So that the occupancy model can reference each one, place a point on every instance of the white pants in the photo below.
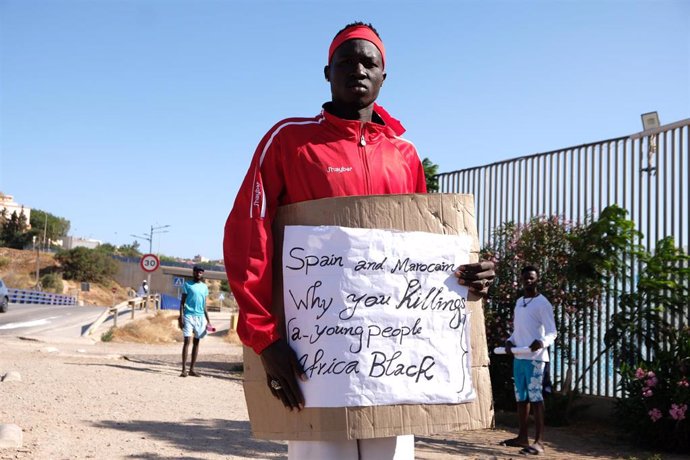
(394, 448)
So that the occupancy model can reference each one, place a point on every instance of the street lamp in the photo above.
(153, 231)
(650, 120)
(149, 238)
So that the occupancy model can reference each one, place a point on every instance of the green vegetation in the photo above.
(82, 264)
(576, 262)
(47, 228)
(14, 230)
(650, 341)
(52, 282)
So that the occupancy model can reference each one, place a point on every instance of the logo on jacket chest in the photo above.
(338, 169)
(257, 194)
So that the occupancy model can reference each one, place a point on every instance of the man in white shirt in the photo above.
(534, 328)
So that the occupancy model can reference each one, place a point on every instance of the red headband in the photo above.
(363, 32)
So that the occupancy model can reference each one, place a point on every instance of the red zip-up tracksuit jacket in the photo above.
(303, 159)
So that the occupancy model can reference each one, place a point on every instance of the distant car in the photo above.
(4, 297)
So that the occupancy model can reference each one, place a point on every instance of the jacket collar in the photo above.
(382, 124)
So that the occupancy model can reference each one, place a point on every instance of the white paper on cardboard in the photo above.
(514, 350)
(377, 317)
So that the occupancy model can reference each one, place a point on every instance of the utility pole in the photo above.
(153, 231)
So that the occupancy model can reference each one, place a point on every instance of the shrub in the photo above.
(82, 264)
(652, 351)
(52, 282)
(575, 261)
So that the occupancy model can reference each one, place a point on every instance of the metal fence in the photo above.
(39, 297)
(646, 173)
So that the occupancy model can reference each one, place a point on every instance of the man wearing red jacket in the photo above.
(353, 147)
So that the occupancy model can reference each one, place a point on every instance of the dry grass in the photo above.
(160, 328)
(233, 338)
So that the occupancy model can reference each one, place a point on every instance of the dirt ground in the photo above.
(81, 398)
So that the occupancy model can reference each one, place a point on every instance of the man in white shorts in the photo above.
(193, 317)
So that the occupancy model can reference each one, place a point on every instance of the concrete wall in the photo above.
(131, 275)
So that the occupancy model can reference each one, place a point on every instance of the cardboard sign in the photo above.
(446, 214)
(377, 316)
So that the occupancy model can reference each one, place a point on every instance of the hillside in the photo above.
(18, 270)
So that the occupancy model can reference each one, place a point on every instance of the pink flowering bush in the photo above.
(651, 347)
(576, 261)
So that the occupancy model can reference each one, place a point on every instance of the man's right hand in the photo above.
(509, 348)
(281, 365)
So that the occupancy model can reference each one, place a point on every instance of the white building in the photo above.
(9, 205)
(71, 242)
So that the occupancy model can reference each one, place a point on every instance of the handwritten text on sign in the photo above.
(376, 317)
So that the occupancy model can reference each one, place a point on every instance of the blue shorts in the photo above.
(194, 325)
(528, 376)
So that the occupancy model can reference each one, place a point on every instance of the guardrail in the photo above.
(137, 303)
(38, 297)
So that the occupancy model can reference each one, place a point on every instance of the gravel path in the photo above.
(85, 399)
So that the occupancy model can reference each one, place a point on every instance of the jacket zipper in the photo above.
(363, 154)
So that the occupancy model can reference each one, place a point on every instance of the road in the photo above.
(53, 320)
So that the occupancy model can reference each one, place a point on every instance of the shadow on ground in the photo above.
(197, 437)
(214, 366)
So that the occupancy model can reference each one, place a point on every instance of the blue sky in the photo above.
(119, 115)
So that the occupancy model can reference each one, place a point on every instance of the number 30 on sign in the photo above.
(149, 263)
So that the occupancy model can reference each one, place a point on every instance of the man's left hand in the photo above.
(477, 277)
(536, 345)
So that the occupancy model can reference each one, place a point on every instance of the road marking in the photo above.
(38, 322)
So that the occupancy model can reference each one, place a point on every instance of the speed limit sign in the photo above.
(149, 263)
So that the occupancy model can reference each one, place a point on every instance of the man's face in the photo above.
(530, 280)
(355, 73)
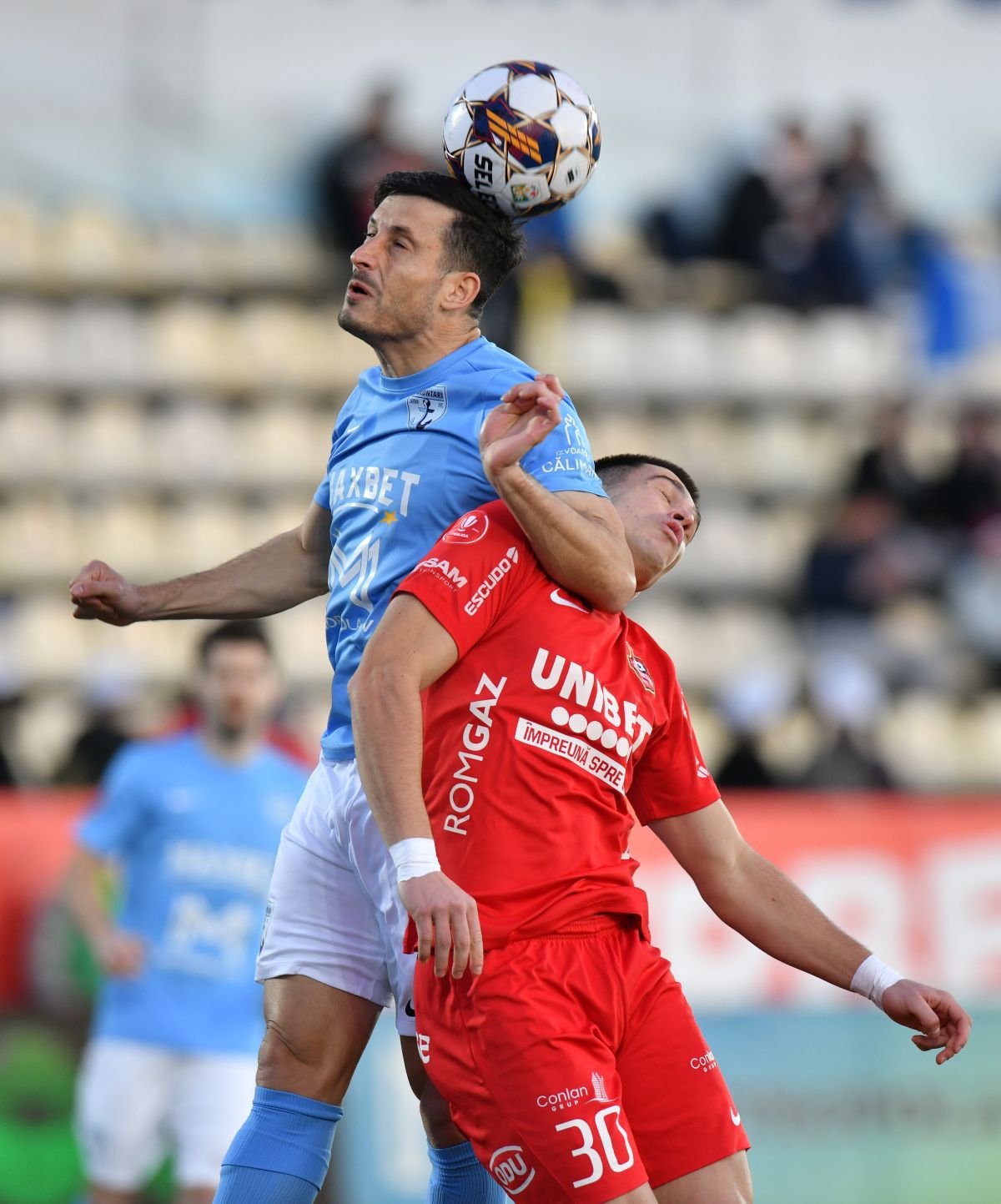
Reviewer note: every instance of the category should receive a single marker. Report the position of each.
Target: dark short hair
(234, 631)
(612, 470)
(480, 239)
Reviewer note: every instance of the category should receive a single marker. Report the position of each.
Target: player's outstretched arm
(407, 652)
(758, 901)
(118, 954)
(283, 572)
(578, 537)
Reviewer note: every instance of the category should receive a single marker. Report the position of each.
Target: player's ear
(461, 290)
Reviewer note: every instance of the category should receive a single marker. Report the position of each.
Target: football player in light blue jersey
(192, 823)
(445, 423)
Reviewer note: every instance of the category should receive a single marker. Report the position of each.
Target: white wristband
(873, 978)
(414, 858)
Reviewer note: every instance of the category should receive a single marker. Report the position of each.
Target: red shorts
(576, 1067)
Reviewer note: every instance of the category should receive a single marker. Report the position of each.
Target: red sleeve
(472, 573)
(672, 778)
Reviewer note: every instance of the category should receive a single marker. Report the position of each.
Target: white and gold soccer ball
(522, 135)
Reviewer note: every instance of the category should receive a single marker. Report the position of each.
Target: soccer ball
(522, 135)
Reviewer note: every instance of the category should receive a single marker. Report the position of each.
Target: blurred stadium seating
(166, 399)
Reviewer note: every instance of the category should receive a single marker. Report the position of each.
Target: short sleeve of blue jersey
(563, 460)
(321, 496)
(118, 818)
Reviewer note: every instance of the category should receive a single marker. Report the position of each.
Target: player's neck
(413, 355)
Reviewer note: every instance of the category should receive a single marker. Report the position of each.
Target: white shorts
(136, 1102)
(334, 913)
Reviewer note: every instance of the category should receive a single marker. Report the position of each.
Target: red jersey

- - -

--- Task goal ---
Leaving the pictures aside, transcribe the entire listing exactly.

--- Output of the task ---
So that the occupancy model can reference each one, place a point on every instance of the white pants in the photo below.
(394, 448)
So that the occupancy model can reference each one, place a point on every instance of the street lamp in the photo above.
(153, 231)
(650, 120)
(149, 238)
So that the occupancy model can reference each one, place a point on every instance of the green vegetation in the photo above.
(82, 264)
(576, 262)
(47, 228)
(14, 230)
(650, 341)
(52, 282)
So that the occupancy model can reference each one, place a point on every instance of the logo on jacket chest in the photo above.
(338, 169)
(257, 194)
So that the occupancy model can reference each one, place a point on every instance of the man in white shirt in the photo above.
(534, 328)
So that the occupancy model can reference each one, place a point on every instance of the red headband in the photo above.
(363, 32)
So that the occupancy model can reference each one, place a point on every instance of the red zip-up tracksuit jacket in the photo above.
(303, 159)
So that the occupancy model can reference each one, place a point on every instance of the distant car in the photo above.
(4, 297)
So that the occupancy model can reference each one, place a point on every instance of the jacket collar in the photo above.
(382, 124)
So that the occupancy model can reference each one, place a point on every instance of the white paper on cardboard in the photo above.
(514, 350)
(377, 317)
So that the occupancy model can reference each one, place a point on every instance of the utility pole in the photo above.
(153, 231)
So that the occupancy model can reference each one, place a point on every instance of the shrub in the photo above.
(82, 264)
(652, 351)
(52, 282)
(575, 261)
So that the occupancy model can reference each one, place a point on every instance of the metal fence in the photo above.
(39, 297)
(646, 173)
So that the occupancy model can reference each one, place a point on every instance of the man wearing red jacket in the photo above.
(353, 147)
So that the occupancy model can reference each one, place a point on every instance of the dry grass in the photo above.
(160, 328)
(233, 338)
So that the occupancy model can reference each one, place a point on every instance of the dirt ground in the photo above.
(81, 398)
So that the occupancy model can reference each one, place a point on every instance of the man in white shorts in the photo above.
(193, 317)
So that the occupancy model can reference each one, place a point on every instance of the concrete wall in the photo above.
(131, 275)
So that the occupancy model can reference each one, place a point on every instance of the cardboard sign in the photo above.
(446, 214)
(377, 316)
So that the occupancy model can reference each one, place a point on every instance of the hillside in the photo above.
(18, 270)
So that the occupancy model can reference each one, place a point on every instance of the pink flowering bush in the photo above.
(651, 347)
(576, 261)
So that the occupancy model can reference each one, place a point on every instance of the man's right hand in the photo above.
(509, 348)
(281, 365)
So that the occupancy model can reference each one, place a point on every instance of the white building in the photo above.
(9, 205)
(71, 242)
So that the occupancy model can reference each one, place a point on every instance of the handwritten text on sign in the photo above.
(376, 317)
So that the occupancy model can reference each one, place a point on every instance of the blue shorts in the photo above.
(194, 325)
(528, 376)
So that the occupancy model can reference each one, place a point on every instance of the guardrail in the photo above.
(137, 303)
(38, 297)
So that the occupancy model can reference each one, place a point on every instance of the gravel path in the photo above.
(85, 399)
So that the occupancy model can reference each one, place a point on every instance of the jacket zipper in the photo above.
(363, 154)
So that the occupancy model can reference each one, place a point on every instance of the road in the photo above.
(53, 320)
So that the occupancy model can reference each one, place a point on every instance of the shadow on ground in the photo above.
(197, 437)
(214, 366)
So that the occupancy model can reference each one, place a point on every instance of the blue sky in the photo above.
(119, 115)
So that the occupancy model can reference each one, place a point on every instance of the number 30 on sign in the photo above.
(149, 263)
So that the occupancy model can reference each one, place a point on every instance of the man's left hand in the photo above.
(477, 277)
(536, 345)
So that the occupancy model can reference each one, place a point on every instance of the road marking in the photo above.
(38, 322)
So that the occupancy model can reference each one, place a point on every instance of the speed limit sign in the photo above.
(149, 263)
So that the occupancy model can reference each one, place a point on every instance of the man's face in the photo above.
(530, 280)
(355, 73)
Reviewer note: every instance of the category should receive a single marker. Report the position of each.
Target: dark short hair
(234, 631)
(612, 470)
(480, 239)
Reviewer note: every instance of the category should receive a single marker. Report the position of each.
Target: player's outstretched arm
(407, 652)
(758, 901)
(118, 954)
(283, 572)
(578, 537)
Reviewer note: every instance of the category should receive a single marker. Report the position of each.
Target: player's ear
(461, 290)
Reviewer note: every instance of the category should receive a single marker. Report the position of each.
Target: football player in light blue jersey
(192, 823)
(445, 423)
Reviewer note: every instance of the category should receive a single marker. Report the position of each.
Target: white wristband
(873, 978)
(414, 858)
Reviewer note: every instance of the category should receive a single marker. Report the position of each.
Target: red shorts
(576, 1067)
Reviewer note: every instance of the category should receive a single marker. Report the position of each.
Target: red sleeve
(472, 573)
(672, 778)
Reviewer note: every instance of the category should receive a single marker. Report the position of each.
Target: white and gold soccer ball
(522, 135)
Reviewer note: every instance of the category should receive a single marker. Report the position of each.
Target: soccer ball
(522, 135)
Reviewer note: every instance of the category should receive a single marker. Report the position of each.
Target: blurred stadium seating
(166, 399)
Reviewer note: every instance of the category should receive a single marker. Report the position of each.
Target: short sleeve of blue jersey
(563, 460)
(321, 496)
(118, 818)
Reviewer note: every instance of the category should receive a single marker. Report the position of each.
Target: player's neck
(413, 355)
Reviewer note: every instance of the category should receive a single marker. Report the position of each.
Target: white shorts
(136, 1102)
(334, 913)
Reviewer note: every instance of the category should receive a single marker. Report the position of each.
Target: red jersey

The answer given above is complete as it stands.